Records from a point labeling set
---------------

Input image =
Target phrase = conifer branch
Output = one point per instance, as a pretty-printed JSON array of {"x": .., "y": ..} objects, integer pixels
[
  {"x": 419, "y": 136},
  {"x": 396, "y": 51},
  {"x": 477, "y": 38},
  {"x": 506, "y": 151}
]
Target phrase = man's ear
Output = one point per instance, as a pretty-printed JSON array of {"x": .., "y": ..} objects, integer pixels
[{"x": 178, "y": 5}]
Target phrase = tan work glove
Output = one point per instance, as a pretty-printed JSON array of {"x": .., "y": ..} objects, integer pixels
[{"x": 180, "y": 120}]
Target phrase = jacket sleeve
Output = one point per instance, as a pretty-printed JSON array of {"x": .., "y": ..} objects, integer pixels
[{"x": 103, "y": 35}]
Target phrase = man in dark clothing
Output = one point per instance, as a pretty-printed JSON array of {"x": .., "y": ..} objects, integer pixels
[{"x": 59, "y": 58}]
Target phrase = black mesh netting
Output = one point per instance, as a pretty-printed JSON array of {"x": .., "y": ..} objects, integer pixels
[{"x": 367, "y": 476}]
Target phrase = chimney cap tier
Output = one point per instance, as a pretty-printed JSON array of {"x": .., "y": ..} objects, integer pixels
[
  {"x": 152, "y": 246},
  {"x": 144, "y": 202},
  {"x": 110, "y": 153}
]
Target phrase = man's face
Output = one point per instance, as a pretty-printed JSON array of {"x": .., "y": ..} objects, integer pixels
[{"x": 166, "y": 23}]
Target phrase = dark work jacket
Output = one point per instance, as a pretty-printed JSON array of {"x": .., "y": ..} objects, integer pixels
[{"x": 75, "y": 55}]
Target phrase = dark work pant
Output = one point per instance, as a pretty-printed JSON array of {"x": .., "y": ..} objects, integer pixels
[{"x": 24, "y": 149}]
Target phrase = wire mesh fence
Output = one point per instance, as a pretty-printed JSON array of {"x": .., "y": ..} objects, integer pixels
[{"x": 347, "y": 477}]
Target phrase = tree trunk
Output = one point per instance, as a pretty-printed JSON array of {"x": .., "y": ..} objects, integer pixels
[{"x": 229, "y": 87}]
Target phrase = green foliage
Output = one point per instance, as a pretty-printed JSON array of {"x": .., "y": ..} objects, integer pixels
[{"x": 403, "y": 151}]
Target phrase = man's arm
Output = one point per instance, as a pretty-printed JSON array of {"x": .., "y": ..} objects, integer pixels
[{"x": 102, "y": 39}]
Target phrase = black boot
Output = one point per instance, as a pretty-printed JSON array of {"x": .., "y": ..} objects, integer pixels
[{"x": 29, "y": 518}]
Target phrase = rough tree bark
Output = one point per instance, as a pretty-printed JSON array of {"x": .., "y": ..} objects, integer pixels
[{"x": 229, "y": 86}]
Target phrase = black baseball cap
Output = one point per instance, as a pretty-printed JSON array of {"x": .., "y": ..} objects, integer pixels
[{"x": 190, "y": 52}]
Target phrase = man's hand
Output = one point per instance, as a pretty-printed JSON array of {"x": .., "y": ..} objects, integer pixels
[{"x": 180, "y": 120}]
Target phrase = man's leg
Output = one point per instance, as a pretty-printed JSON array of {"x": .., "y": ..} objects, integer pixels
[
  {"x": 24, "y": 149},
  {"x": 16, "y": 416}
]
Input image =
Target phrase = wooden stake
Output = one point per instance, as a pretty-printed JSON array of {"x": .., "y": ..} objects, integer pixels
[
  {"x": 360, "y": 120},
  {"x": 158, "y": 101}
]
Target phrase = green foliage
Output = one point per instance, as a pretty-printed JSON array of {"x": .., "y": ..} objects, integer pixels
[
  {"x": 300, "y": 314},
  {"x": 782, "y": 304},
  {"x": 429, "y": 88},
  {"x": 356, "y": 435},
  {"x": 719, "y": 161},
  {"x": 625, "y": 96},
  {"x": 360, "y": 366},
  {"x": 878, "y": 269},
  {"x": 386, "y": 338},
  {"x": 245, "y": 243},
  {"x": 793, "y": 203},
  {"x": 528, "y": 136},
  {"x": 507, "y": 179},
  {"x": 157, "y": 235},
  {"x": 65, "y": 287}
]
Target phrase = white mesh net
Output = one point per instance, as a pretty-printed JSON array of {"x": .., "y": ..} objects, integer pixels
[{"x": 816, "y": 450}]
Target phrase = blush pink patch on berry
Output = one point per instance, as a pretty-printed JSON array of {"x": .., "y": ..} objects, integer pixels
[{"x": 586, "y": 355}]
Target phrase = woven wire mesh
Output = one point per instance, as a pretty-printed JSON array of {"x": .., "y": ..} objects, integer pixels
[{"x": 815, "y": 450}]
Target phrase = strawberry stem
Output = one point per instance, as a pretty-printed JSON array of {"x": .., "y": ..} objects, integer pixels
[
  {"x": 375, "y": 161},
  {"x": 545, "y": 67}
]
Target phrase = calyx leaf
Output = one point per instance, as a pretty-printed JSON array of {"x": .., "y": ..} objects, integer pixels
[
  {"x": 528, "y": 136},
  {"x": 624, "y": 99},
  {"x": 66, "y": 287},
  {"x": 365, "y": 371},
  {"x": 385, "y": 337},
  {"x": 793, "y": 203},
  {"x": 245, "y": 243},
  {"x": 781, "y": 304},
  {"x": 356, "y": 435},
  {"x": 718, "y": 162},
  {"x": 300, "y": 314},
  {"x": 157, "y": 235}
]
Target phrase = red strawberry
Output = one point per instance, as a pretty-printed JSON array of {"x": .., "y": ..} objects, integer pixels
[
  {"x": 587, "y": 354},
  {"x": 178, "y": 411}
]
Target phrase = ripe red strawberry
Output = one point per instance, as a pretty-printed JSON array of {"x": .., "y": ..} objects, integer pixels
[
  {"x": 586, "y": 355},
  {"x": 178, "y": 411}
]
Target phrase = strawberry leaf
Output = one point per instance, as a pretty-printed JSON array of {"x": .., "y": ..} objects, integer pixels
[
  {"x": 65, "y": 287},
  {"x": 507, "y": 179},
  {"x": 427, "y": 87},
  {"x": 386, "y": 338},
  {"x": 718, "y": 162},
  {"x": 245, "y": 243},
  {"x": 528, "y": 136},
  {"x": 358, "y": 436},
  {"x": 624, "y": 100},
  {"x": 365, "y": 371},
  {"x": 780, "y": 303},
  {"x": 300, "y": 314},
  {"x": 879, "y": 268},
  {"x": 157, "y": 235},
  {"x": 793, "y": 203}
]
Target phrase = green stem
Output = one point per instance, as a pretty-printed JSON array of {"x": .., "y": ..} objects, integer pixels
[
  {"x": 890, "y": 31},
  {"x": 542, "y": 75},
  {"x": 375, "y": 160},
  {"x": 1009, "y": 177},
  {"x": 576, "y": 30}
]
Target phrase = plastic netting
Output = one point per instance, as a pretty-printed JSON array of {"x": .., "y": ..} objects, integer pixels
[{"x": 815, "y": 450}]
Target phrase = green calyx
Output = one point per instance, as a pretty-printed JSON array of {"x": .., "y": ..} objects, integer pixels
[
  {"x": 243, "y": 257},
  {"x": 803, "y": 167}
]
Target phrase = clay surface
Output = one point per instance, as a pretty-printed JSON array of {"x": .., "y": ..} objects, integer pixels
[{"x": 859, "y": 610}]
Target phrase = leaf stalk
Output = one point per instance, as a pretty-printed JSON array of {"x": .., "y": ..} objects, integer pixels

---------------

EXERCISE:
Copy out the lines from the line containing "Target phrase = red strawberry" to the end of the listing above, without alteration.

FULL ANSWER:
Target phrase = red strawberry
Output = one point per instance, as a pretty-printed JSON array of {"x": .., "y": ..} objects, integer pixels
[
  {"x": 587, "y": 354},
  {"x": 178, "y": 411}
]
Target phrase = ripe red strawberry
Output = one point per instance, as a pretty-printed JSON array of {"x": .., "y": ..} objects, integer pixels
[
  {"x": 586, "y": 355},
  {"x": 178, "y": 411}
]
Target phrase = strawberry leaf
Output = one point per instance, as a pretty-printed JSON array of {"x": .., "y": ..} objects, integer pixels
[
  {"x": 65, "y": 287},
  {"x": 507, "y": 179},
  {"x": 427, "y": 87},
  {"x": 386, "y": 338},
  {"x": 718, "y": 162},
  {"x": 245, "y": 243},
  {"x": 528, "y": 136},
  {"x": 358, "y": 436},
  {"x": 624, "y": 100},
  {"x": 365, "y": 371},
  {"x": 780, "y": 303},
  {"x": 300, "y": 314},
  {"x": 879, "y": 268},
  {"x": 157, "y": 235},
  {"x": 793, "y": 203}
]
Target phrase = green stem
Output = one point per instance, as a pretty-printed JSON array of {"x": .., "y": ..} objects, integer pixels
[
  {"x": 890, "y": 31},
  {"x": 542, "y": 75},
  {"x": 375, "y": 160},
  {"x": 1009, "y": 177},
  {"x": 576, "y": 30}
]
Target phrase = plastic netting
Output = one point per instance, as a pretty-printed JSON array of {"x": .., "y": ..} objects, integer pixels
[{"x": 815, "y": 450}]
Target phrase = green calyx
Output = one point per instance, as a pretty-printed JSON array of {"x": .., "y": ..} objects, integer pixels
[
  {"x": 243, "y": 257},
  {"x": 803, "y": 167}
]
Target phrase = clay surface
Output = one point per instance, as a pretty-printed JSON array of {"x": .., "y": ..} objects, integer pixels
[{"x": 859, "y": 610}]
Target phrase = leaf stalk
Output = one point per instance, as a pretty-printed JSON array of {"x": .., "y": ..} objects, integer pixels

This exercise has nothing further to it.